Yaşayan insanların dünyâda rahat etmeleri için, Allah, bir takım doktrinler gönderdi, peygamberler vâsıtasıyla. Kur`ân gönderdi, Tevrat gönderdi, İncil gönderdi, Zebûr gönderdi, suhuf gönderdi, bir takım doktrinler verdi ki, adâlet te'mîn olunaa, insanlar birbirlerine tecâvüz etmeyeler. Ve aynı zamanda da bu böyle vaz' olundukdan sonra, bu âlemden sonraki âlemde de dünyâda yapılan hayır ve kabahatların mükâfâtı yâhud cezâsı gösterileceği haber verildi. İşte bunu düşünenlerin rûhları tekâmül etdi dünyâda. Hayvanı gördü, ibret aldı. Yağmuru gördü, ibret aldı. Kur`ân'dan ibret aldı, Tevrat'dan ibret aldı, İncil'den ibret aldı, suhuflardan ibret aldı, ne oldu, rûh tekâmül etmeğe başladı. Rûh semâvîydi, arşîydi, yani arşdandı rûh, cesed de toprakdan idi. İkisi izdivâc etdiler. İzdivâc etdiler ikisi yani evlendiler. Rûh, bedenin üzerine bindi. Ölüm geldiği vakitde vücûd toprağa gitdi fakat rûh Hakk'a gitdi. İşte Allah'dan geldi Allah'a gidiyor.
========
§ **Görev**
Ruhun Allah'tan gelip yine Allah'a dönüşünü anlatan yukarıdaki metni, son cümlesinden sonrasını yazarak lütfen sürdürün.

§ **Verilen liste**
========
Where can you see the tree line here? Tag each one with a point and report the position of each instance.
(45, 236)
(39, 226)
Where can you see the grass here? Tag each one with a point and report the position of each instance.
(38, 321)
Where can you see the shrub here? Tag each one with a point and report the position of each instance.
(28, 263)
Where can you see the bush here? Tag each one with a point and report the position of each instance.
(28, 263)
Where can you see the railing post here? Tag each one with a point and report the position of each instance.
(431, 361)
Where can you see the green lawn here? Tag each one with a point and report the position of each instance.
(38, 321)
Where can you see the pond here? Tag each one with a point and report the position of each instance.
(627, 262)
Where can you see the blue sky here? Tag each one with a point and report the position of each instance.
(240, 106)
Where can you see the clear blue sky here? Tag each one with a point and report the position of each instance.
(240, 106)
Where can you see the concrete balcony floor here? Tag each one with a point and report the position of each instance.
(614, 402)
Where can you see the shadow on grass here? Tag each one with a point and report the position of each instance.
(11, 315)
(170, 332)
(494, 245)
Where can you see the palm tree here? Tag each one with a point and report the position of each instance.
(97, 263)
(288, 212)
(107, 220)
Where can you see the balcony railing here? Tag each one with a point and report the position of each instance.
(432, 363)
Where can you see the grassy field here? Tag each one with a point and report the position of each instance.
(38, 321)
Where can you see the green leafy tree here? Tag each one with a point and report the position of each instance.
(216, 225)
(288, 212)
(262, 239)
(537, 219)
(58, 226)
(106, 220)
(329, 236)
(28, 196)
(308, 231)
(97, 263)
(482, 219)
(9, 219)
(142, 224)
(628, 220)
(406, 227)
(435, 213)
========
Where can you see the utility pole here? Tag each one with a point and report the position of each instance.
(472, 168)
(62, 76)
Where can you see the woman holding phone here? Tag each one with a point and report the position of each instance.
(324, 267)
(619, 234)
========
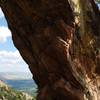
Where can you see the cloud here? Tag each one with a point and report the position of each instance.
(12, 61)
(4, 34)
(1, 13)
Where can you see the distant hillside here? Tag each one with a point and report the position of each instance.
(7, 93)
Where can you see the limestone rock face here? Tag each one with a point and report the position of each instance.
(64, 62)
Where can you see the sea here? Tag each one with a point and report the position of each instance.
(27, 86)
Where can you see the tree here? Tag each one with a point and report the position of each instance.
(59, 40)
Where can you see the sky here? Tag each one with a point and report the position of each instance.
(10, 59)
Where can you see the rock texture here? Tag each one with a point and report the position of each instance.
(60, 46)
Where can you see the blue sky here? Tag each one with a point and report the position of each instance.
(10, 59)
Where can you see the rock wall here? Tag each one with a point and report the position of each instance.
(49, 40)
========
§ **Alıştırma sonucu**
Demek ki ne oluyor şimdi, niçin geldiğimizi, nereden geldiğimizi ve nereye gitdiğimizi ve niçin gitdiğimizi ve rûhun da nasıl inkişâf etdiğine dâir sorduğu soruya âcizâne cevâbları verdim. Tabii vermiş olduğum cevâblar, deryâdan bir katre, şemsden bir hüzme, toprakdan bir zerredir. Yani bu ilmi bitirmiş manasına değil. Gözlerinde ibret olanlar bunları gördüler. İbretli göz, sâhibinin dostu oldu. İbretsiz göz, sâhibinin başı üzerinde dolaşan düşmânı gibi oldu.

Eğer âhiret olmasaydı, dünyâda yapılan haksızlıkların, yâhud yapılan hayırların yâhud şerlerin karşılığı olmaması lâzım gelirdi ki, iyilik yapanın iyiliği hebâ, zâlimin de zulmü yanına kâr kalacakdı. Öyle olmadı. Mahşeri hazırladı Allah kıyâmet gününde ki, bu kısa hayâtın hesâbını orada soralar. Ve hayır yapanlar için bir binâ inşâ eyledi, ismini cennet koydu, şer yapanlar için de, beşeriyyete dokunanlar içinde de Allah bir hapishâne yapdı, ismini cehennem koydu. Bu âlemden sonra iki makâma gidildi, ya ehl-i cennet olundu, ya ehl-i nâr, üçüncüsü yok. Makâm-ı a'raf var. O makâm-ı a'rafın bir yüzü cehenneme bakar, bir yüzü cennete bakar. O ashâb-ı a'rafın da bir müddet sonra cennete kalb olacağını biliyoruz, Allahu Teâlâ ashâb-ı a'rafı da cennete koyacak, bir müddet sonra. 

Cennet, cehennem, dünyâ, âhiret, mevsimler, yazlar, kışlar, güzler, hepsi insân için halk olundu, insan Allah için halk olundu. Allah buyurdu ki, "Ey insanoğlu, bütün mevcûdâtı, görünen-görünmeyen, düşünebildiğin-düşünemediğin, bildiğin-bilmediğin bütün ni'metleri, herşeyi senin için hazırladım, seni de kendi zâtım için hazırladım".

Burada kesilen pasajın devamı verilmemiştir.